◆ **ARTIGO**:
________

Em Nantes, conhece o soldado convalescente
Jacques Vaché que lhe apresenta a literatura contestatária de Jarry. Grosso modo, pode-se dizer que Vaché e Valéry são os personagens mais influentes naquela etapa da sua
formação. Em 1916, passa um período
no Centro de Neuropsiquiatria de Saint Dizer em contato com pacientes
mentais. Breton se recusa a considerá-los
apenas doentes e identifica na
loucura também um potencial criativo.
É enviado de volta ao front por alguns
meses como maqueiro.
Desmobilizado
em 1918, colabora na revista Nord-Sud dirigida
em Paris por Pierre Reverdy e reencontra Aragon, seu colega na faculdade. Soupault
o apresenta a Apollinaire, que morreria de gripe espanhola antes do final do ano.
Tudo lhe interessa. Do ocultismo à psiquiatria, da arte primitiva ao anarquismo,
do hipnotismo à busca de uma utopia total, capaz de mudar o mundo através da poesia.
Como ensaísta Breton será dogmático, como prosista será poeta e como poeta escreverá
com um rebuscado maneirismo.
Com a
chegada de Tristan Tzara a Paris, André Breton, Philippe Soupault e Louis Aragon
fundam em fevereiro de 1919 a revista Littérature
e aderem ao Dadaísmo com um entusiasmo que arrefece rapidamente.
Breton abandona a universidade
para trabalhar na Nouvelle Revue Française
de Gaston Gallimard onde publica com Soupault, Les Champs Magnétiques, primeira intervenção em que a escritura dita
“automática” foi utilizada. O texto a quatro mãos, cujo título não evita a referência
futurista, explora também a transcrição de sonhos.
O ano de 1921 traz Paul Valéry como padrinho
do seu casamento com a filha de banqueiros alsacianos e militante marxista,
Simone Kahn. De modo que dez anos depois,
quando escreve L’union libre, André Breton
é um personagem central da cena literária francesa. Que esteja falido, em meio a
um divórcio, envolvido com várias amantes
e polêmicas no grupo surrealista não abala sua produção.
Já havia perdido a
colaboração de Artaud e Desnos em 1927, quando filiou-se com Aragon e Éluard ao Partido Comunista Francês. E a Vitrac, Prévert,
Queneau, Leiris, Soupault, entre outros, nos meses seguintes por motivos tão diversos quanto fúteis. Sua aversão pela
narrativa moderna o levou a rejeitar sumariamente artistas do talhe de Cocteau,
Drieu de La Rochelle e Radiguet.

________

◆ **MATERIAL LISTADO**:
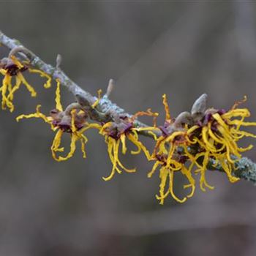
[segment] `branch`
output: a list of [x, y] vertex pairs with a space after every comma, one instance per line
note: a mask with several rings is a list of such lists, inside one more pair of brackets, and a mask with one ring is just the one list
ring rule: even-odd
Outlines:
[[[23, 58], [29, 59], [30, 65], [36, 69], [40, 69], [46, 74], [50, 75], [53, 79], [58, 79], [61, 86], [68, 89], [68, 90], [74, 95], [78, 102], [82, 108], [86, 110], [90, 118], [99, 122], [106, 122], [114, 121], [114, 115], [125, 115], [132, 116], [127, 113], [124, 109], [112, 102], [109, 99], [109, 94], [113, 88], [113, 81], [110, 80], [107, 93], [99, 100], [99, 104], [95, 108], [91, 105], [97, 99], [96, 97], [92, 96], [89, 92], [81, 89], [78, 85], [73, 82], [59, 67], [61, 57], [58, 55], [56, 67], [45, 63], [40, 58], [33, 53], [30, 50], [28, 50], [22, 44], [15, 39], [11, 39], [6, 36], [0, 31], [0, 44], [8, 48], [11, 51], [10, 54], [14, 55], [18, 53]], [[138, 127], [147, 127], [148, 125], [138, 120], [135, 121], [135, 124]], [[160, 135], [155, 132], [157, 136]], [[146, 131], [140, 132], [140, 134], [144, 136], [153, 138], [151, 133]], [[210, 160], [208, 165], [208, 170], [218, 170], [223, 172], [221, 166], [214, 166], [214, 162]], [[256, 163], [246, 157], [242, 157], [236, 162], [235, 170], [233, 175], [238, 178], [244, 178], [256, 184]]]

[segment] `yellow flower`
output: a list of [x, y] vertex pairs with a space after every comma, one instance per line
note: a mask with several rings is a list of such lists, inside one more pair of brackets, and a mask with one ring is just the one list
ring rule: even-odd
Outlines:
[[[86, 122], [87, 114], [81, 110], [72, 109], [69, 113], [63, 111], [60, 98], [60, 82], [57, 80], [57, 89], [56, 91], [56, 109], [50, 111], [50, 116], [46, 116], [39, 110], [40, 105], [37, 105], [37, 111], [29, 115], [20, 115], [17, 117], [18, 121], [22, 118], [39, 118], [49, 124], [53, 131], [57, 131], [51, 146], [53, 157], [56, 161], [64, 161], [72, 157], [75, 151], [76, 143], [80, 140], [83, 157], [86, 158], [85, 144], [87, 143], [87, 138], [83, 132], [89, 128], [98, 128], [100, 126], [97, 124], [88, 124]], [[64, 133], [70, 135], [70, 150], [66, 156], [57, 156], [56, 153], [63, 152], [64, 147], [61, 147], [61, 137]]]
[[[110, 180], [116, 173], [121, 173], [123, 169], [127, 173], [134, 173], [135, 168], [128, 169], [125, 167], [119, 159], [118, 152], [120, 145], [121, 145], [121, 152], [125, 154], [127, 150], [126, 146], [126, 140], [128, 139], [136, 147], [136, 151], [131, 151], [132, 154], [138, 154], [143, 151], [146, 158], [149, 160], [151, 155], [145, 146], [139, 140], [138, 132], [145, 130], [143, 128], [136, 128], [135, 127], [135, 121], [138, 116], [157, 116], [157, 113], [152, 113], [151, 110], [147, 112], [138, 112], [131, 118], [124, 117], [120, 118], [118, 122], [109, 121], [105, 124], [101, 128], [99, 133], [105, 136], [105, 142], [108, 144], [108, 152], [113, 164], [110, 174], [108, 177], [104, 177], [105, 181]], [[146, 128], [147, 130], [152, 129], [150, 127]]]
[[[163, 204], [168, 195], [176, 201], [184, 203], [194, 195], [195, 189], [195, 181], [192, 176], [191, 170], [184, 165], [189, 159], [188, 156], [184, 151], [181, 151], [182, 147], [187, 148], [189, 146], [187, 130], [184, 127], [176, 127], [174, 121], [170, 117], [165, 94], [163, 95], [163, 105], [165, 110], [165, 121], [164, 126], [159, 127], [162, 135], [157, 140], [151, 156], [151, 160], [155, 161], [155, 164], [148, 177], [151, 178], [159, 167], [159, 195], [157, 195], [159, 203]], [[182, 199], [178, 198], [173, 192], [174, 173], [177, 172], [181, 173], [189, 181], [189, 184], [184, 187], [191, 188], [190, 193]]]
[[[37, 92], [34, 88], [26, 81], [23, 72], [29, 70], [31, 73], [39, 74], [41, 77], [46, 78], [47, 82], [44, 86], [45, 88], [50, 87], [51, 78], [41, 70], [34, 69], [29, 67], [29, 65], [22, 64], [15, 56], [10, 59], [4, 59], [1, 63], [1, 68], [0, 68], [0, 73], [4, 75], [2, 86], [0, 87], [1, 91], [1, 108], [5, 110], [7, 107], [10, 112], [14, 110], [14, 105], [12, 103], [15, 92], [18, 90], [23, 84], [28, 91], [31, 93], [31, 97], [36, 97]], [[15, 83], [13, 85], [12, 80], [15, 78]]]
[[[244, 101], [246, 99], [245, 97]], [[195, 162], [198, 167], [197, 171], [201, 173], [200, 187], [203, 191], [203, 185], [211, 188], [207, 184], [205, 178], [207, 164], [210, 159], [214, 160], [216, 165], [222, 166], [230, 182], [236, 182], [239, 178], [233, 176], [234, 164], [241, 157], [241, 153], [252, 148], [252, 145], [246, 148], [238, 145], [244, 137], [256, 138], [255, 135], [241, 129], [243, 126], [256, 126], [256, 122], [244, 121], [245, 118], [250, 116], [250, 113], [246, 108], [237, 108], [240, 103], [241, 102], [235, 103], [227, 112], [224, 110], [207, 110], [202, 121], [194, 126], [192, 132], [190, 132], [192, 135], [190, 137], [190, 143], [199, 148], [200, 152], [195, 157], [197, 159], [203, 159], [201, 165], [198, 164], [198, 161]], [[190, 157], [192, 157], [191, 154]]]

________

◆ **PARTES DO EXERCÍCIO**:
1 > Responda com base no texto sobre a trajetória de André Breton:
(a) Em que ano Breton passa um período em um centro de neuropsiquiatria?
(b) Quem dirigia em Paris a revista Nord-Sud?
(c) Quem foi o padrinho do casamento de Breton com Simone Kahn?
2 > Reproduza o trecho do texto sobre a trajetória de André Breton, começando em "Em Nantes, conhece" e seguindo até "final do ano.".
O material vem de outra fonte.

◆ **RESPOSTAS POR TAREFA**:
1 >
(a) Em 1916.
(b) Pierre Reverdy.
(c) Paul Valéry.

2 >
Em Nantes, conhece o soldado convalescente
Jacques Vaché que lhe apresenta a literatura contestatária de Jarry. Grosso modo, pode-se dizer que Vaché e Valéry são os personagens mais influentes naquela etapa da sua
formação. Em 1916, passa um período
no Centro de Neuropsiquiatria de Saint Dizer em contato com pacientes
mentais. Breton se recusa a considerá-los
apenas doentes e identifica na
loucura também um potencial criativo.
É enviado de volta ao front por alguns
meses como maqueiro.
Desmobilizado
em 1918, colabora na revista Nord-Sud dirigida
em Paris por Pierre Reverdy e reencontra Aragon, seu colega na faculdade. Soupault
o apresenta a Apollinaire, que morreria de gripe espanhola antes do final do ano.